What this task involves -> Quote word for word the lines of the entries, starting with the line that contains "In this picture, where can the rough" and going on through the line that contains "point(40, 136)", with both of those lines included.

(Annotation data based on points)

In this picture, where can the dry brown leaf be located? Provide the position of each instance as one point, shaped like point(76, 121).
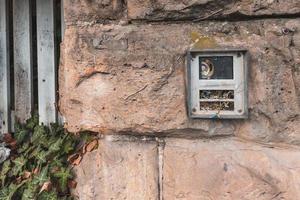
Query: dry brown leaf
point(75, 159)
point(91, 146)
point(72, 184)
point(46, 186)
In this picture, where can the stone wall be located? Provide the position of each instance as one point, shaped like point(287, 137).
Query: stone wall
point(123, 75)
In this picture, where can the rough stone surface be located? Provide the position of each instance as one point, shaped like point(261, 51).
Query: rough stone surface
point(131, 79)
point(229, 170)
point(92, 10)
point(119, 170)
point(163, 10)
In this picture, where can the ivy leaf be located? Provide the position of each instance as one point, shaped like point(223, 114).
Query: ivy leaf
point(43, 176)
point(42, 157)
point(33, 121)
point(56, 146)
point(30, 191)
point(21, 136)
point(18, 165)
point(48, 196)
point(63, 176)
point(8, 192)
point(4, 171)
point(40, 136)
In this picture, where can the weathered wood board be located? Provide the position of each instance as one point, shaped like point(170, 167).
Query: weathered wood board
point(4, 70)
point(23, 67)
point(46, 61)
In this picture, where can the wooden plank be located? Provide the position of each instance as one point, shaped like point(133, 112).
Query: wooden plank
point(46, 61)
point(4, 69)
point(62, 16)
point(23, 67)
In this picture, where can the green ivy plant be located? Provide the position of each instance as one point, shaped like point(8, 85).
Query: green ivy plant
point(38, 167)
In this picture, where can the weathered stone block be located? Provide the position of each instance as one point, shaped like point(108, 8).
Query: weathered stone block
point(125, 169)
point(159, 10)
point(131, 79)
point(92, 10)
point(229, 169)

Full output ->
In this picture, where can the rough stone surface be located? Provide the position of each instance as one point, shaped like point(261, 51).
Query: rough stone surface
point(131, 79)
point(229, 170)
point(92, 10)
point(119, 170)
point(163, 10)
In this picture, where can the ivy leaf be located? Provide the position of each instance as one point, shaped like point(223, 114).
Query: ivy leaf
point(43, 176)
point(42, 157)
point(33, 121)
point(56, 146)
point(30, 191)
point(21, 136)
point(18, 165)
point(48, 196)
point(63, 176)
point(8, 192)
point(4, 171)
point(40, 136)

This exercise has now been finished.